» **TASK BRIEF**
Count the lines in the rows that contain the word "long" and give only that number.
___ DATASET RECORDS ___
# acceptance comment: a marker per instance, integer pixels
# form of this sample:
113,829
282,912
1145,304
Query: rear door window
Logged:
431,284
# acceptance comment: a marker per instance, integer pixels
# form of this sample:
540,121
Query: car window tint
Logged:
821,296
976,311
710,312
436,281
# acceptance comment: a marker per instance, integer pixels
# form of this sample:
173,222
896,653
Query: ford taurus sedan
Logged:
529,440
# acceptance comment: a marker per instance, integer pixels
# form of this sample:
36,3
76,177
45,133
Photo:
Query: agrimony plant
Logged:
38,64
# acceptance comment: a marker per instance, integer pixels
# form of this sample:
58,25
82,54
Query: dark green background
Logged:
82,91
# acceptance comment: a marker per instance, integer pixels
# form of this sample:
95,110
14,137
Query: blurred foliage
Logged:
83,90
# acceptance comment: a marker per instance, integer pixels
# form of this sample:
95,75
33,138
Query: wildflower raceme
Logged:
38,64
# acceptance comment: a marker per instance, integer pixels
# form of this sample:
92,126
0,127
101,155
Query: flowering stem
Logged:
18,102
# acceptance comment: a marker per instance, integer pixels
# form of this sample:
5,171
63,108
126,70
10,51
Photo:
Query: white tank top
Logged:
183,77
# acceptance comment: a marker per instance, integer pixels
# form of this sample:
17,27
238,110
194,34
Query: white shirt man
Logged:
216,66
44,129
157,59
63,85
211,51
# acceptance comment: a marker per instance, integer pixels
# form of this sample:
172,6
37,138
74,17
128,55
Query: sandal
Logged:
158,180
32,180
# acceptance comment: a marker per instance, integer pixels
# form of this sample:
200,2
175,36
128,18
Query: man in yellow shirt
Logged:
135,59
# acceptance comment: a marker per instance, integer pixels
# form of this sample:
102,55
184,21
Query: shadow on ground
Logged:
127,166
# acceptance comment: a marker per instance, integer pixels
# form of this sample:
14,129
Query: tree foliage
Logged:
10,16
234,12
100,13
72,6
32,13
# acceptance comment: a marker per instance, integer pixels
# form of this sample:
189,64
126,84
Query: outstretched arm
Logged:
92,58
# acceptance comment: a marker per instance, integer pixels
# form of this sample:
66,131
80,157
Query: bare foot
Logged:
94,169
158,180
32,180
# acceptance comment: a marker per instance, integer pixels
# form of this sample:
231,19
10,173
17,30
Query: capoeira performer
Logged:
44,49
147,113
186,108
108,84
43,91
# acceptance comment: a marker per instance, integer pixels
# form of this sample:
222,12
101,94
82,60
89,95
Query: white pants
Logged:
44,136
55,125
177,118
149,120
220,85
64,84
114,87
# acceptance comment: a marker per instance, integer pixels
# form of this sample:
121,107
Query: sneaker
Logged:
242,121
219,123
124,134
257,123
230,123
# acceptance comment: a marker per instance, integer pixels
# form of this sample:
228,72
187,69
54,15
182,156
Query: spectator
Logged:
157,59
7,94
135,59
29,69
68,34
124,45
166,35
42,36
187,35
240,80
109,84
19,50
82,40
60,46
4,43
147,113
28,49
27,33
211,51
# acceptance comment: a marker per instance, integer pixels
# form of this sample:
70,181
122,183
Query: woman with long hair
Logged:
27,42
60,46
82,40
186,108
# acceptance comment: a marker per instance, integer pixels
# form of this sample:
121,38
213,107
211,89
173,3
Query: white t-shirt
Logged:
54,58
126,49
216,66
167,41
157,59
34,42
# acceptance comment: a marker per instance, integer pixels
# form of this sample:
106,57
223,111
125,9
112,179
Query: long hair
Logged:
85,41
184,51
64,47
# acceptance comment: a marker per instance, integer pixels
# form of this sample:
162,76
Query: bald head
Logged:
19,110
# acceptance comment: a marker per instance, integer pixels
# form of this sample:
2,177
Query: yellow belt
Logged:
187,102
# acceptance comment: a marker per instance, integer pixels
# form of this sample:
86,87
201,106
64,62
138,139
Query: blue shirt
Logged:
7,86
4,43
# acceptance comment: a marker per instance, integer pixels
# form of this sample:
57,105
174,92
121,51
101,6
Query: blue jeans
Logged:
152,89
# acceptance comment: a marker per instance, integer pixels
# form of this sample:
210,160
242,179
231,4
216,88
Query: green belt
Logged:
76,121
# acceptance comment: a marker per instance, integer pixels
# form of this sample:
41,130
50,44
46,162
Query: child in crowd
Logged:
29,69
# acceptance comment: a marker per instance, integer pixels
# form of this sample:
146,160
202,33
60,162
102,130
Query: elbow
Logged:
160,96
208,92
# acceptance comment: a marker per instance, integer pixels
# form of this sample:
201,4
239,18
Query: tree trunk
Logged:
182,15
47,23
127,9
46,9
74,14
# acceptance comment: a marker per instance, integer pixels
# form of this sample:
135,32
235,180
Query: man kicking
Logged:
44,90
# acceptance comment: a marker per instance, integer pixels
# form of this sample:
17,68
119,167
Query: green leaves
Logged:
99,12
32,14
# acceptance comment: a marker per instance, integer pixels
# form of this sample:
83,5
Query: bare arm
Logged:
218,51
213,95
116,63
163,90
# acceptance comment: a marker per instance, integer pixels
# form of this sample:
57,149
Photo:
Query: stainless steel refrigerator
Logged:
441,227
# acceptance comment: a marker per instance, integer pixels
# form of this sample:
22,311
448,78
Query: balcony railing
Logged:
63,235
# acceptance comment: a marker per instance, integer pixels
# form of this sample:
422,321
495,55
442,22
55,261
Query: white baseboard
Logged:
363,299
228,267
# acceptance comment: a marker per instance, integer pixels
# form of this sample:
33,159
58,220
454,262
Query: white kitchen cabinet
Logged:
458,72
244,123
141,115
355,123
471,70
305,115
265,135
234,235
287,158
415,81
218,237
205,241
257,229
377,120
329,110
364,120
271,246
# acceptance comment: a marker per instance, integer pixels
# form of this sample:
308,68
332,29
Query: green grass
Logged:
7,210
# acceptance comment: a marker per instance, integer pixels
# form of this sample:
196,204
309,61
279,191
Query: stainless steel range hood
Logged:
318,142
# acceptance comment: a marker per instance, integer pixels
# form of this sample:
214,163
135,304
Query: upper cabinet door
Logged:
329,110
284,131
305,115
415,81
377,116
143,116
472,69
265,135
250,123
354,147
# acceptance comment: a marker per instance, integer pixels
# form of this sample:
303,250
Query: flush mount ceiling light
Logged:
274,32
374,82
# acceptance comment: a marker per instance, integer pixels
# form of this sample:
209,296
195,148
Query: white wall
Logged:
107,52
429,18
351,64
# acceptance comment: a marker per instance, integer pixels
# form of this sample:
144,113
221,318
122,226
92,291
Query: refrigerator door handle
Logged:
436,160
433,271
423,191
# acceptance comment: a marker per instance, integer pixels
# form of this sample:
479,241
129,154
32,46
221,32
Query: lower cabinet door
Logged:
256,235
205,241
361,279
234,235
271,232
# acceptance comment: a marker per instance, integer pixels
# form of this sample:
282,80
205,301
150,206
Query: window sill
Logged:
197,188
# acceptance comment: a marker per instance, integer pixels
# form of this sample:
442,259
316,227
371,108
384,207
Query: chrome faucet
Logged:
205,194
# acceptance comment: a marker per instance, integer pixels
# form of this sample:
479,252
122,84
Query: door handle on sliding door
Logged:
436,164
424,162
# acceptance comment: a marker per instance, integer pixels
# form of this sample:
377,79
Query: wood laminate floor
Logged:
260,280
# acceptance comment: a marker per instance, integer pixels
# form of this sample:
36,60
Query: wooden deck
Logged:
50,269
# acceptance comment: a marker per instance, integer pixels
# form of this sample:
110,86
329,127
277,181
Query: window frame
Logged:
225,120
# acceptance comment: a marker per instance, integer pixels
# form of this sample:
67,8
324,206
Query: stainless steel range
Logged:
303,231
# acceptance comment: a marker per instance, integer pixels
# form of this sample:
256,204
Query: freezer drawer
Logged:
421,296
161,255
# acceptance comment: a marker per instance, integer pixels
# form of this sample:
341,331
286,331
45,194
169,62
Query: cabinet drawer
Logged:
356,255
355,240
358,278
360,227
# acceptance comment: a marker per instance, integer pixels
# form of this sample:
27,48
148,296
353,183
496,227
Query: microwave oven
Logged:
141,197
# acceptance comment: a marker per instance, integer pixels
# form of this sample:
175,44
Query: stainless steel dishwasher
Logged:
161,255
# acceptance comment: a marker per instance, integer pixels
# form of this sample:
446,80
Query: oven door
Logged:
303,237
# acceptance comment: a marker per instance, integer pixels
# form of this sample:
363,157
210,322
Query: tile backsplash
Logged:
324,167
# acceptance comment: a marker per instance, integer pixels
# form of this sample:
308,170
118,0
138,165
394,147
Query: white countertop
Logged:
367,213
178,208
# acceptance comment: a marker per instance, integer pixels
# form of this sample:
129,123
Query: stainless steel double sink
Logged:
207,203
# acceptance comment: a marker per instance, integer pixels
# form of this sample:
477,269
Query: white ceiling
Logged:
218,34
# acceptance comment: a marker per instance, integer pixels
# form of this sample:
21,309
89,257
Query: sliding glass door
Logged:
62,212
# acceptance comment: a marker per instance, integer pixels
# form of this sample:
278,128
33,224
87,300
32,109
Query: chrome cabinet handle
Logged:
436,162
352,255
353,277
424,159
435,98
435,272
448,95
___
» **RESPONSE**
2